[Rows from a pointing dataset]

--------------------

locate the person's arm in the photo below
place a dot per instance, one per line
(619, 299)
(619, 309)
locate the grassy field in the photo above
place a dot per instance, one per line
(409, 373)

--------------------

• _AIM_
Put everything from the line containing "locate the grassy field in the photo above" down to the end of the rows into a two-column CSV with the headers text and answer. Place each text and its answer together on one line, with each value in a quoted field and any line breaks replaced by spaces.

• _REPLY_
text,answer
"locate the grassy field in the photo above place a dot per instance, one per line","(409, 373)"